Text for analysis:
________________________

I normally head down to Jekyll Island, Georgia each march to visit my folks, who spend two months there each winter. About every other year, I detour to Kennedy Space Center to feed my space monster. I need to touch home there on the Cape to recharge the batteries.

I was thinking about that awhile ago and called up Mike Robinson of the Starfighters to see if he might want to drink such beer as I might buy upon passing through. Mike, ever the considerate guy that he is, suggested sliding my schedule to the left by a week to include the TICO airshow here at the Space Coast Airport. And, being that the Starfighters have a NASA connection, he allowed as how I might be able to see some of their operations there at KSC.

Say no more. I moved the dates and came down this weekend instead of last weekend.

And then, by happy chance, it happened that the roll-out of STS orbiter Endeavour for STS-134 was slated to occur this evening. Long story short, I spend a bit of this evening at the VAB watching Endeavour roll out to Pad 39A.

________________________

Data below:
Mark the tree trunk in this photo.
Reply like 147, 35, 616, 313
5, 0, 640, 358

________________________

Work to complete:
• 1. Please say whether each statement below agrees with the account of the Kennedy Space Center trip. Answer yes or no for each, and quote the words from the account that decide it.
(a) The writer's parents spend two months on Jekyll Island each winter.
(b) The writer goes to Kennedy Space Center every year.
(c) Endeavour was rolled out to Pad 39B.
• 2. Continue the account of the Kennedy Space Center trip from the point where it stops.

Answers to the exercises:
• 1.
(a) Yes: "who spend two months there each winter"
(b) No: "About every other year, I detour to Kennedy Space Center"
(c) No: "watching Endeavour roll out to Pad 39A."

• 2.
The launch assembly crawls out of the VAB and then hits the gas and begins to move at a more blistering mile-per-hour pace. Once it’s well and truly out of the VAB, the spotlights illuminate it and it stands out in dazzling white.

The parking lot is full of people. Most, like me, are shooting pictures, babbling like kids, or drooling. It’s going on 9:00 at night, so just about everyone on this side of the fence is here because he or she wants to be here. Everybody’s a fanboy and it shows.


STS-134 is a run to the ISS to deliver the Alpha Magnetic Spectrometer (AMS) and spare parts, including two S-band communications antennas, a high-pressure gas tank, additional spare parts for Dextre and micrometeoroid debris shields.

Also, as matters stand, it’s slated to be the second to the last STS mission. Which makes it bittersweet to see it roll out. Discovery just landed from its final flight yesterday. So everyone is aware of the era ending.


I suppose that I shouldn’t be bothered as much as I am. I’ve always been the first guy to complain that the STS has given us a space pacifier that has kept the public’s mind off the fact that our manned space program hasn’t left low earth orbit since 1972.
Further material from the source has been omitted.